- Your objective
Determine how many lines in the entries below contain "test", and output that number alone.
*** Opening of Task material ***
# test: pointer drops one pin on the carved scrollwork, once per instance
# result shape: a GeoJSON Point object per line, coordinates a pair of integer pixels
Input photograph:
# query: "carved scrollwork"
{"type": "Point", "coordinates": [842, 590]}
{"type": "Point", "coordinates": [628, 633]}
*** Close of Task material ***
*** Opening of Task material ***
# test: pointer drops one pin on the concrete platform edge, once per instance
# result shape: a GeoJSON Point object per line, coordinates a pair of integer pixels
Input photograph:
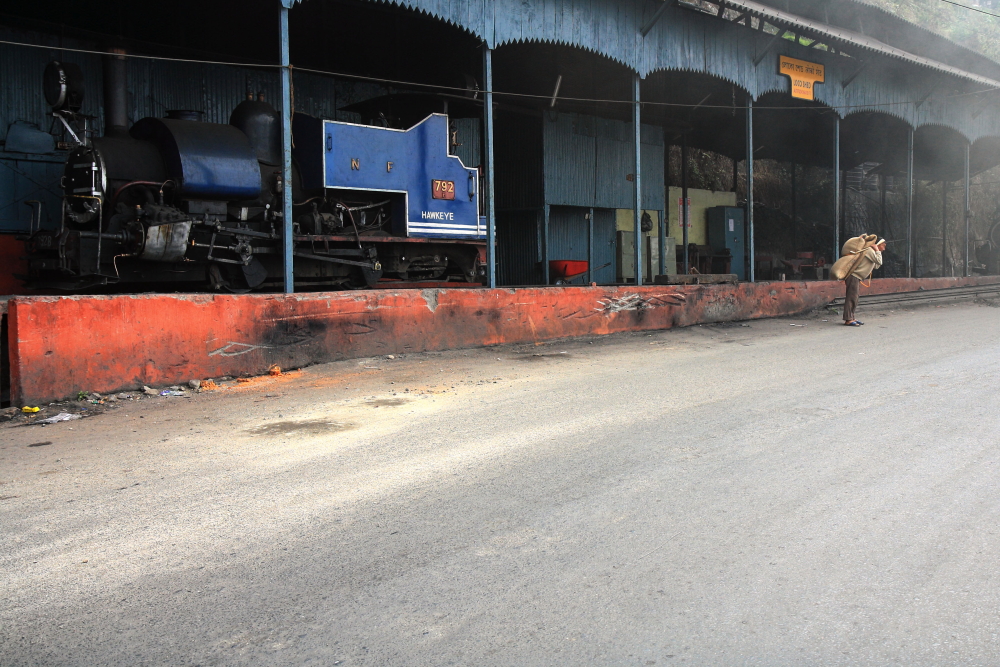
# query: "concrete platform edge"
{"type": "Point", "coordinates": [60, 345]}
*** Close of Task material ***
*** Opening of Task material ***
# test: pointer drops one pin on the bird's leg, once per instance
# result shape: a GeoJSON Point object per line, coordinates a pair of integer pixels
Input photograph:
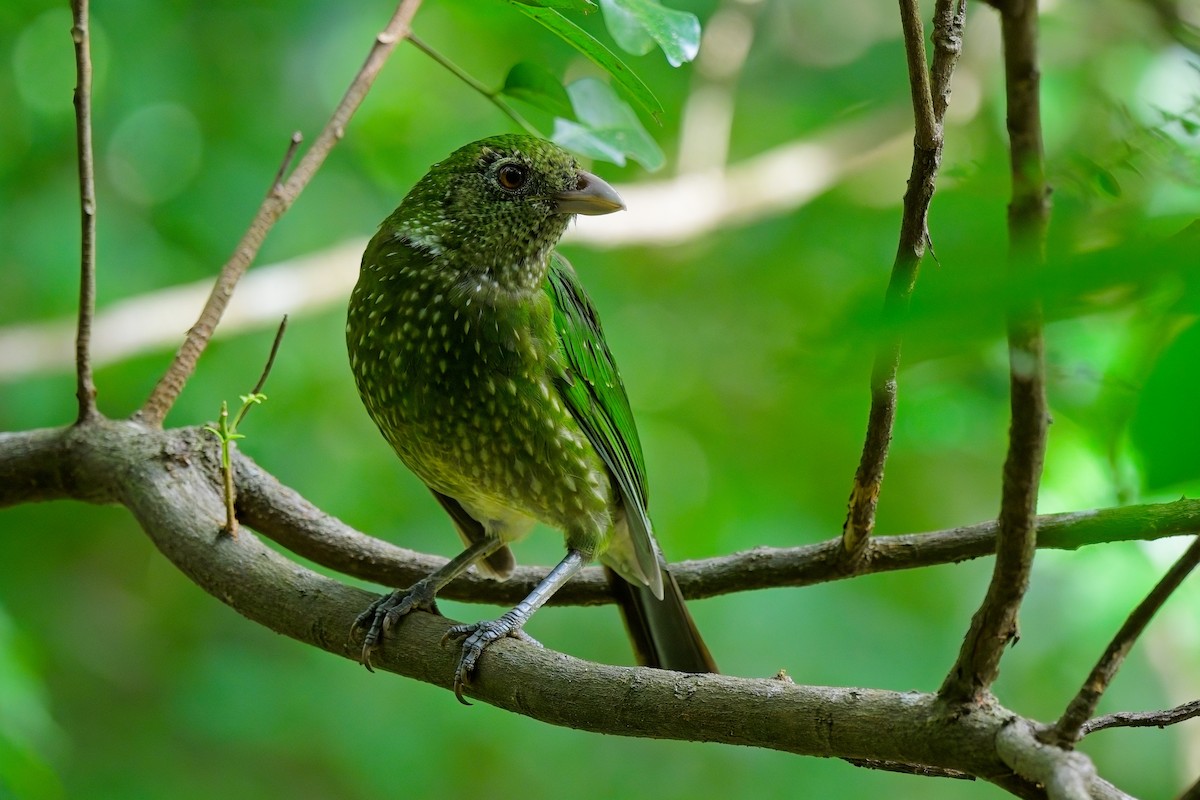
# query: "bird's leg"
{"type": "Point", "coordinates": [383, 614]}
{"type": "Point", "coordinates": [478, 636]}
*** Close of Task material ***
- Result of this task
3